> EXTRACT:
● ● ● ●

At the time, what I derived out of it while I was going through it and when I graduated and got my degree is first the sense of pride in graduating from college. I’m the first one to do that. When my dad passed away, he was living in a garage apartment. He had in there this picture of me graduating college next to his bed. That was cool. The path that I chose and the education that I got is pretty intellectual. It develops your ability to think. I got a sense of confidence in my abilities to communicate and to have a better understanding of the world. That was the education portion of it. The underlying result is the maturity that you gain through school. During that time, I met my first husband. We fell in love and we had a baby. I'm working, I have a baby and I'm going to school because I know I've got to finish. It took me nine years to finish. By the time I came out of this thing, it was like, “I am a full-blown grownup right now.”

Sometimes you look back and you're like, “I'm in this body of an older person.” You're still thinking you're in that age.

As soon as you have a kid, life changes and things like worrying about the fear of missing out. I have a kid now and it changes everything. That was a life-changer as well.

● ● ● ●

> WHAT TO WORK ON:
a: In the recollection about graduating college, what three things does the speaker say they were doing at the same time while finishing the degree?
b: Could you carry on the recollection about graduating college, picking up after its final sentence?
The items that come next are drawn from a separate source.

● ● ● ●

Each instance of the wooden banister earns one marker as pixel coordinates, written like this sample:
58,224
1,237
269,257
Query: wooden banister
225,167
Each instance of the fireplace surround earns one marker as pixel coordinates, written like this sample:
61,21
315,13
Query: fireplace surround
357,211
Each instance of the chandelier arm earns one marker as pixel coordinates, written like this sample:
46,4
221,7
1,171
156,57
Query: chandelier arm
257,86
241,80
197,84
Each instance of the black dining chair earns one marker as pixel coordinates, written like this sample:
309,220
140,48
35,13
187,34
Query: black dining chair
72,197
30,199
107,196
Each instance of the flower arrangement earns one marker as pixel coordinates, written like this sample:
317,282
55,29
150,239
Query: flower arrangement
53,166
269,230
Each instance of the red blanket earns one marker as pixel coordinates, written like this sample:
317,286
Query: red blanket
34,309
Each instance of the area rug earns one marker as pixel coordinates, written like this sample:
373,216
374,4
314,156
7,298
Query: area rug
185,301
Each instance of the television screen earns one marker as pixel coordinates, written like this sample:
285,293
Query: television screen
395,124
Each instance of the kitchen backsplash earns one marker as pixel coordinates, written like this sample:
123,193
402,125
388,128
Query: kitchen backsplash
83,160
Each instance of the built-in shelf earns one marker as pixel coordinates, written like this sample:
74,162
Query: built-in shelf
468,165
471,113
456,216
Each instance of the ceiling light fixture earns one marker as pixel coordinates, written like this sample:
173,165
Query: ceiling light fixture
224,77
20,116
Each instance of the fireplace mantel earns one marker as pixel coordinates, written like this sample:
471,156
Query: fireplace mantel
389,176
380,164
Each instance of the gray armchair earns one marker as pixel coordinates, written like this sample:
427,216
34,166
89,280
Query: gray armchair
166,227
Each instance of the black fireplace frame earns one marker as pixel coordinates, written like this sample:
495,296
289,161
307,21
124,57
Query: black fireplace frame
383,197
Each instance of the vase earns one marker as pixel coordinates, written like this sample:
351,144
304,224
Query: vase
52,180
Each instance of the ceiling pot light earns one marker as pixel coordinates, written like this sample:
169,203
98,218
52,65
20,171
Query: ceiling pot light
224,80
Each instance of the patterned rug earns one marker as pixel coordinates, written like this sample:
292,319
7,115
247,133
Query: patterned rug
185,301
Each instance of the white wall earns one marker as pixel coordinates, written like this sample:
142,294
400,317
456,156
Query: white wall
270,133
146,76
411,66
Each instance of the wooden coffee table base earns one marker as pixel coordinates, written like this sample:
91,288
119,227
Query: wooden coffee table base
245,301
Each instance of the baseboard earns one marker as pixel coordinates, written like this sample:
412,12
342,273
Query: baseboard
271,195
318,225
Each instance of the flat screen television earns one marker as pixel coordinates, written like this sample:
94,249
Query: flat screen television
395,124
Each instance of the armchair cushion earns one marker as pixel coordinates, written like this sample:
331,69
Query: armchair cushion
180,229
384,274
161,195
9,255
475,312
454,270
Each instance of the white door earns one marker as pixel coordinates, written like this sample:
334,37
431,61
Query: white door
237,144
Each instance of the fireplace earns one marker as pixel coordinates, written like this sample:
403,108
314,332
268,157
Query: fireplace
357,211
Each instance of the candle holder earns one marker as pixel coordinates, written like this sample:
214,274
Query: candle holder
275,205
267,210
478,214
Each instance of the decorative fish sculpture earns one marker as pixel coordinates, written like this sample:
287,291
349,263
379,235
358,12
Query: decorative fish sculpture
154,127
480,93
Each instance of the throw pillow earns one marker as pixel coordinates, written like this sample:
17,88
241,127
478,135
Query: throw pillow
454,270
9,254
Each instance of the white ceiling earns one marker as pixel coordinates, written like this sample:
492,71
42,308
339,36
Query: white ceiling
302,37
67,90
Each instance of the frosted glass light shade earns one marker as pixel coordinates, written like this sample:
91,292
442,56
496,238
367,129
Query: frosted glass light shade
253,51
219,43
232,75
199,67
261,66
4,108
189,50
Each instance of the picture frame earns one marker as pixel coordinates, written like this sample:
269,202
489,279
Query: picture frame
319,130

● ● ● ●

> ANSWERS PER TASK:
a: Working, having a baby, and going to school.

b:
With the lessons you've learned along the way and also what I'm hearing too is your critical thinking skills are not taking things at face value. You know how to decipher or have the empathetic skills of trying to understand an entire situation in order to help a relationship, sales or whatever. With the lessons that you've learned, where did you as a leader get hiccups along the way and go, “My way is not working, I thought this was the way to lead people?” A lot of times even in this profession, people aren't trained. They're promoted because they do well, but once you get to a certain position, you're a people leader and not a subject matter expert anymore. How did you make that shift? Where did you find you made mistakes along the way?

There are probably very few people who love managing people and who are good at managing people and who say, “I want to do nothing.” Most leaders that you talk to say, “Give me the most difficult thing in front of me and I would rather do that than manage people.” I remember when I first had to get into that. In the early part of my career, I was training and developing people, but I was training them to do a skill. I wasn't responsible for their performance or how they felt. I was helping them develop the skills they needed. When I got into the first job that I had to be responsible for the coaching, the performance evaluation and the management of a particular individual, I realized that I was bad at it.

Why did you think that?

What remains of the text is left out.